WRITTEN REQUEST »
Add -25 to every bounding box coordinate in the answers, and write out the lines again. Begin at the line that has "det: ceiling fan motor housing", stop after the line that has "(318, 158), (329, 176)", and keep the requests, whose numbers stay unchanged.

[Object detection data]
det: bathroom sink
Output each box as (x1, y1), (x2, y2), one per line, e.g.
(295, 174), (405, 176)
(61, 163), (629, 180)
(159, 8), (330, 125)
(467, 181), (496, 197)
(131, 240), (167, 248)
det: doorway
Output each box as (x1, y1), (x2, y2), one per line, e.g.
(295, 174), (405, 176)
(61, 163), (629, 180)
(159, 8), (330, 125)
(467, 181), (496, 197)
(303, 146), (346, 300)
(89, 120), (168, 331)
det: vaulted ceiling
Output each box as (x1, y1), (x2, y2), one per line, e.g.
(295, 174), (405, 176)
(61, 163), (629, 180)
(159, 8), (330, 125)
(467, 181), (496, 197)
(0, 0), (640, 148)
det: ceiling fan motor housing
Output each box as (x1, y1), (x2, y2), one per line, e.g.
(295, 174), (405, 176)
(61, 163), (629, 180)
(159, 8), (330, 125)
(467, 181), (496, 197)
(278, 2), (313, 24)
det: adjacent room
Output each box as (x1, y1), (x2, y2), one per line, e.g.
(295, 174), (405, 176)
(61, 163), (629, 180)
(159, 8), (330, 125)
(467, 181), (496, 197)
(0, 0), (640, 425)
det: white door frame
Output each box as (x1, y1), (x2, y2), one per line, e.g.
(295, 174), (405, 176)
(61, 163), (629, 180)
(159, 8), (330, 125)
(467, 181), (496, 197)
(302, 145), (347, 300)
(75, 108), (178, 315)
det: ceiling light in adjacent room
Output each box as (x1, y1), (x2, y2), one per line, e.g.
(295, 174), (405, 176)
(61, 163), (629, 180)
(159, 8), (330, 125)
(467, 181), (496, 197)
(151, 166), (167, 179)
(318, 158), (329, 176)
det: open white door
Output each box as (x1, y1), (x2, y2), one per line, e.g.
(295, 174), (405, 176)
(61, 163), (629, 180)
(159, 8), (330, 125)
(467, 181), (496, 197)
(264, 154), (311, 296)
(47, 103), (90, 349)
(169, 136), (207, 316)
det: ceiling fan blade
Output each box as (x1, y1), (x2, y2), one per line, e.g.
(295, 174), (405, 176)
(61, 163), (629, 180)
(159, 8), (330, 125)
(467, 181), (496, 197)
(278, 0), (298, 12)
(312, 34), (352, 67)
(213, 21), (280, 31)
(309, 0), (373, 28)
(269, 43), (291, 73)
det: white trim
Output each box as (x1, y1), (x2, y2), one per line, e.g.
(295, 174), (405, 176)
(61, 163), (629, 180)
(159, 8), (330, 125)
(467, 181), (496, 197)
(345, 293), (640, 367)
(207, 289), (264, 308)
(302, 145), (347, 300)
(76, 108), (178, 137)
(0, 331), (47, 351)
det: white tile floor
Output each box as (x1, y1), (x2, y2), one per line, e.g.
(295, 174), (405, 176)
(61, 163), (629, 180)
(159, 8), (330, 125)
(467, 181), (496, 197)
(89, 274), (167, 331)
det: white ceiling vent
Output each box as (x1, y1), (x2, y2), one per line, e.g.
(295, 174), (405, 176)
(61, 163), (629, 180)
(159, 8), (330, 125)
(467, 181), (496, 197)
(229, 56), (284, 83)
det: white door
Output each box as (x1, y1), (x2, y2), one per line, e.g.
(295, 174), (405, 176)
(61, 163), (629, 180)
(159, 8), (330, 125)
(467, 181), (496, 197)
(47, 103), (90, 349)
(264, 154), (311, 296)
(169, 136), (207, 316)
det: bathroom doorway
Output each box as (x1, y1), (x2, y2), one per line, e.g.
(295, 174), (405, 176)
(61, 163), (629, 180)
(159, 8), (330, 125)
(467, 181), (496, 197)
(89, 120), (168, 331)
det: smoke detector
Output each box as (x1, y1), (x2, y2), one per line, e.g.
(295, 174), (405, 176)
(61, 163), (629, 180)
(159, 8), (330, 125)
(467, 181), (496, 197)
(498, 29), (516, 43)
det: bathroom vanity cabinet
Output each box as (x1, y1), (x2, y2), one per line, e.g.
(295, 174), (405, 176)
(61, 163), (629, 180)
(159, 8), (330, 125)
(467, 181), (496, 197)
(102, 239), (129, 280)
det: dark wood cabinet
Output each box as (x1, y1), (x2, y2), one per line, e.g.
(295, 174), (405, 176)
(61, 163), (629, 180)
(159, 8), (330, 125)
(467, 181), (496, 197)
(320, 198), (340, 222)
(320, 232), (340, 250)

SOLUTION TO THIS TASK »
det: ceiling fan motor housing
Output each box as (x1, y1), (x2, y2), one per line, e.g.
(295, 174), (405, 176)
(61, 163), (629, 180)
(159, 8), (330, 125)
(467, 181), (496, 197)
(253, -23), (288, -1)
det: adjacent room
Output each box as (x1, y1), (x2, y2), one per line, e.g.
(295, 174), (405, 176)
(61, 163), (629, 180)
(159, 8), (330, 125)
(467, 181), (496, 197)
(-25, -25), (615, 400)
det: white door frame
Output each box as (x1, y1), (x2, y2), one per line, e.g.
(295, 174), (405, 176)
(61, 163), (629, 180)
(159, 8), (330, 125)
(467, 181), (496, 197)
(277, 120), (322, 275)
(50, 83), (153, 290)
det: ceiling light in adjacent room
Output each box as (x1, y1), (x2, y2), one per line, e.g.
(295, 174), (405, 176)
(61, 163), (629, 180)
(159, 8), (330, 125)
(467, 181), (496, 197)
(126, 141), (142, 154)
(293, 133), (304, 151)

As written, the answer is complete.